··· SOURCE DATA
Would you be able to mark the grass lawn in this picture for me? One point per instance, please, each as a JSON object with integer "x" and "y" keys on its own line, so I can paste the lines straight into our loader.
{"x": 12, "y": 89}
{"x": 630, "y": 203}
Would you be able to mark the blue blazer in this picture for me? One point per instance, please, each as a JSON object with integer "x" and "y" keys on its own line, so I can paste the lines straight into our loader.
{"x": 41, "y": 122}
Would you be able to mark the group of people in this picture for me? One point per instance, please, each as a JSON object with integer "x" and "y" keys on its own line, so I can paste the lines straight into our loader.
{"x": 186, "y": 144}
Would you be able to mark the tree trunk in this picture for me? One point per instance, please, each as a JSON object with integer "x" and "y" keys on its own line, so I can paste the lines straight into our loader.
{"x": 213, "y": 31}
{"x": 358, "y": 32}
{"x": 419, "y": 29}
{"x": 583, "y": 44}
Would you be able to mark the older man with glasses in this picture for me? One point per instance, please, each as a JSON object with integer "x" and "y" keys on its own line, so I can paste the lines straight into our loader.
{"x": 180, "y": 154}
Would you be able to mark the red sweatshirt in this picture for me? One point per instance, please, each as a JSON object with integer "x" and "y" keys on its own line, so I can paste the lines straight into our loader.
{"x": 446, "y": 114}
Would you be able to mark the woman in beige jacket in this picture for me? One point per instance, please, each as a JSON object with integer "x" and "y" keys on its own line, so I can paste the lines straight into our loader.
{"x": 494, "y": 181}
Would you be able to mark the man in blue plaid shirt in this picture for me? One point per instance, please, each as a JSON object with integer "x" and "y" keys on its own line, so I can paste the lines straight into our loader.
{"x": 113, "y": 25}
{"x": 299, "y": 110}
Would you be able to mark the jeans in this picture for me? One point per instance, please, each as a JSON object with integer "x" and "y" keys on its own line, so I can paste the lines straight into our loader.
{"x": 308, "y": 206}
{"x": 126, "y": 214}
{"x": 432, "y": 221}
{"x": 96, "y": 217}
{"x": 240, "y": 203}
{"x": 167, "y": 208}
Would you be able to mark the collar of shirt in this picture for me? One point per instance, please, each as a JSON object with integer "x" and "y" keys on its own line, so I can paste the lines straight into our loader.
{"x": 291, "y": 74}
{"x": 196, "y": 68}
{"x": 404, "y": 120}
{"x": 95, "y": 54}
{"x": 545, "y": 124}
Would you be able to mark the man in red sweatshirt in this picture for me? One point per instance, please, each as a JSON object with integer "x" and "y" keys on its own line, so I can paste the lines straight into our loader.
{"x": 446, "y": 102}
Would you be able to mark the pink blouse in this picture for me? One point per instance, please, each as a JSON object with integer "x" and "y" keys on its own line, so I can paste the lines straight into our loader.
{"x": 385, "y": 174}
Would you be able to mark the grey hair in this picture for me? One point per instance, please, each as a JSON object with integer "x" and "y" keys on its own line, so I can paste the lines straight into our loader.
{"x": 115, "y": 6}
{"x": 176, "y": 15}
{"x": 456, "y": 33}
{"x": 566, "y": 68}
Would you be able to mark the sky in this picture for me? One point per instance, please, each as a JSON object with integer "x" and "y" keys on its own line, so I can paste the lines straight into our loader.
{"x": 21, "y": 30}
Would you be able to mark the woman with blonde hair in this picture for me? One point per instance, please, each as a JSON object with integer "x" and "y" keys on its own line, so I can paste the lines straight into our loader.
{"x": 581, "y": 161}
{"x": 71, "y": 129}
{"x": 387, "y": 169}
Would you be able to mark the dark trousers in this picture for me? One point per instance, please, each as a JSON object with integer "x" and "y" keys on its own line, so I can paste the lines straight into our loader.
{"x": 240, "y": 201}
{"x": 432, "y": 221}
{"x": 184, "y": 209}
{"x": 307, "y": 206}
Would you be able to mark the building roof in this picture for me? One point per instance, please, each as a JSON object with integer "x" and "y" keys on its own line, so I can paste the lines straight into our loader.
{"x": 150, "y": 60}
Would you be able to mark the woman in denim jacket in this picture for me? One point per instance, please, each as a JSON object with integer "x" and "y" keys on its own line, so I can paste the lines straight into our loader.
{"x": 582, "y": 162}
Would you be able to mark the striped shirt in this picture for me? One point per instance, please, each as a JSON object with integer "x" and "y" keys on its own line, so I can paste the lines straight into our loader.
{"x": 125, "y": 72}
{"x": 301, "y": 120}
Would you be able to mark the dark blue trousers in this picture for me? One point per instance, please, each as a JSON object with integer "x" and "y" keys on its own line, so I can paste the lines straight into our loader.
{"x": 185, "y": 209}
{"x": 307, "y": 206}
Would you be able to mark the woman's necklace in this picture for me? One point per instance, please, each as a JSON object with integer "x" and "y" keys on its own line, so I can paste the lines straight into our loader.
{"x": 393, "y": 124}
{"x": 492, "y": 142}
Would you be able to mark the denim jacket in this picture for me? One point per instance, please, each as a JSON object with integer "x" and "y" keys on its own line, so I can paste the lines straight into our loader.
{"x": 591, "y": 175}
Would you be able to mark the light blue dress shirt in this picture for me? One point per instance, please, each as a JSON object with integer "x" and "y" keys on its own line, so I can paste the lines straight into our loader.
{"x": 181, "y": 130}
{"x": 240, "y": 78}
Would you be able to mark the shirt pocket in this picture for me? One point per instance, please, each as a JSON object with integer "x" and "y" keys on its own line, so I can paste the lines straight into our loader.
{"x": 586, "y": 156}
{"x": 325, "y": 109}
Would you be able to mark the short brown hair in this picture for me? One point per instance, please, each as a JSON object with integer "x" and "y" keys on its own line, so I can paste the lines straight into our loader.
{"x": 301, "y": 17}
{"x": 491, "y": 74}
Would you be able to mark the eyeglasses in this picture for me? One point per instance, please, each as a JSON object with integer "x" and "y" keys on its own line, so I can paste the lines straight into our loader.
······
WORK ITEM. All of the records above need to be copied exactly.

ANSWER SECTION.
Would you be able to mark the grass lawn in this picture for me? One point per instance, please, each as a JSON object with integer "x" and "y" keys on its own line, so I can paste the lines straight into our loader.
{"x": 12, "y": 89}
{"x": 630, "y": 203}
Would you be able to mark the blue blazer in this picture for me? One point per instance, please, each as a JSON object with integer "x" and "y" keys on its own line, so I can paste the lines straight into our loader.
{"x": 41, "y": 122}
Would you be able to mark the group of people in this picture for me? One point per instance, please, each as a JSON object with integer "x" and "y" keys on its own line, so I can paste the lines straight into our loader.
{"x": 186, "y": 144}
Would you be able to mark the tree trunk in this picture for me? One point per instance, please, each as a JSON object with integer "x" and "y" keys on its own line, so I can paste the lines straight into our loader.
{"x": 213, "y": 31}
{"x": 358, "y": 32}
{"x": 419, "y": 29}
{"x": 583, "y": 44}
Would you be able to mark the older man with glasses in this picture for me? One point per instance, please, each as a JSON object with integer "x" and "y" keys on its own line, so I can paste the lines straight into our loader.
{"x": 180, "y": 154}
Would you be able to mark the red sweatshirt in this picture for me? One point per instance, please, each as a JSON object with integer "x" and "y" keys on its own line, so I can paste the lines straight into our loader.
{"x": 446, "y": 114}
Would you be able to mark the woman in beige jacket in this picture for me? One point per instance, please, each as a JSON object with integer "x" and "y" keys on its own line, so I can paste the lines straight into our loader.
{"x": 494, "y": 181}
Would you be able to mark the man in blue plaid shirt in this picture for me? One point per instance, please, each as a JSON object with integer "x" and "y" keys on its own line, so I can paste the lines straight into our loader.
{"x": 113, "y": 25}
{"x": 299, "y": 110}
Would you be able to mark the jeans in this picture for me? One point per instance, please, each as a JSON object with integer "x" and "y" keys on its own line, so I can paste the lines straight into our loader.
{"x": 308, "y": 206}
{"x": 126, "y": 214}
{"x": 432, "y": 221}
{"x": 96, "y": 217}
{"x": 240, "y": 203}
{"x": 167, "y": 208}
Would you be able to mark the collar of shirt in this picture for me? One point per instance, please, each as a JSON object with integer "x" and "y" keys on its own line, so I can paste the lines straight into our loader.
{"x": 291, "y": 74}
{"x": 196, "y": 68}
{"x": 404, "y": 120}
{"x": 95, "y": 54}
{"x": 545, "y": 124}
Would you be able to mark the man in red sweatshirt in this picture for me? One point per instance, please, each as a JSON object with integer "x" and "y" keys on its own line, so I can paste the lines straight into our loader.
{"x": 446, "y": 102}
Would you be able to mark the pink blouse in this picture for me? One point per instance, please, each as a JSON object with integer "x" and "y" keys on its own line, so I can paste the lines straight into our loader.
{"x": 385, "y": 174}
Would you be able to mark the grey hair in this picture for me? One point per instance, please, each as a JSON object with integer "x" and "y" keys on its own line, so I can paste the lines straight into our loader.
{"x": 115, "y": 6}
{"x": 176, "y": 15}
{"x": 456, "y": 33}
{"x": 566, "y": 68}
Would you be able to mark the sky in this picture for me? One point per instance, please, each as a JSON object with integer "x" and "y" keys on its own line, so I can paste the lines straight into our loader.
{"x": 21, "y": 30}
Would you be able to mark the woman with blonde hair in this picture for me? One point per instance, please, each as a JSON object with integer "x" and "y" keys on its own line, so I can paste the lines straight into our loader.
{"x": 581, "y": 161}
{"x": 71, "y": 129}
{"x": 387, "y": 169}
Would you be able to mark the dark trousers in this picture for me? One point per instance, please, each as a JSON object with integer "x" and "y" keys on its own line, so I can paste the lines straight into our loader.
{"x": 240, "y": 201}
{"x": 432, "y": 221}
{"x": 184, "y": 209}
{"x": 307, "y": 206}
Would you be able to mark the building roof in this picture for me? One point per instance, please, each as a JSON object with integer "x" and "y" keys on its own line, so I can paste the lines straight into our loader.
{"x": 150, "y": 60}
Would you be able to mark the woman in denim jacket in this picture for me? One point per instance, please, each as a JSON object with integer "x" and "y" keys on its own line, so I can paste the lines straight into our loader.
{"x": 582, "y": 162}
Would you be able to mark the striped shirt in this picture for me? One point per instance, please, each as a JSON object with integer "x" and "y" keys on its own line, so I can paste the lines straight into our loader.
{"x": 125, "y": 72}
{"x": 301, "y": 120}
Would you be able to mark the dark blue trousers in this picture for me? One point per instance, please, each as a JSON object with integer "x" and "y" keys on its own line, so I can paste the lines straight into our loader.
{"x": 185, "y": 209}
{"x": 307, "y": 206}
Would you be able to mark the woman's necklace in this picture for me? One point per instance, please, each as a JSON object with integer "x" and "y" keys on its own line, so I can paste the lines straight into our loader.
{"x": 393, "y": 124}
{"x": 492, "y": 142}
Would you be able to mark the denim jacket in this picture for me? One point per instance, please, each as a JSON object with integer "x" and "y" keys on its own line, so I can paste the lines straight into our loader.
{"x": 591, "y": 175}
Would you be able to mark the light blue dress shirt in this picture for me? One point per instance, please, each as a JSON object with integer "x" and "y" keys on its own line, so I can paste the lines straight into our loader.
{"x": 181, "y": 130}
{"x": 240, "y": 78}
Would you be able to mark the shirt pocket in this picture for me? One point per instance, please, each as a JSON object with integer "x" and "y" keys on its own line, so I can paste the lines straight into our loader.
{"x": 586, "y": 156}
{"x": 325, "y": 109}
Would you be able to mark the short brown hair in this picture for me? One point per instance, please, each as a JSON object with integer "x" and "y" keys on its own line, so I can paste the lines straight into our loader.
{"x": 301, "y": 17}
{"x": 491, "y": 74}
Would you be able to mark the eyeglasses in this picture for me? One point per instance, please, each as a JSON object with integer "x" and "y" keys on its own line, so I can paste the lines straight into our loader.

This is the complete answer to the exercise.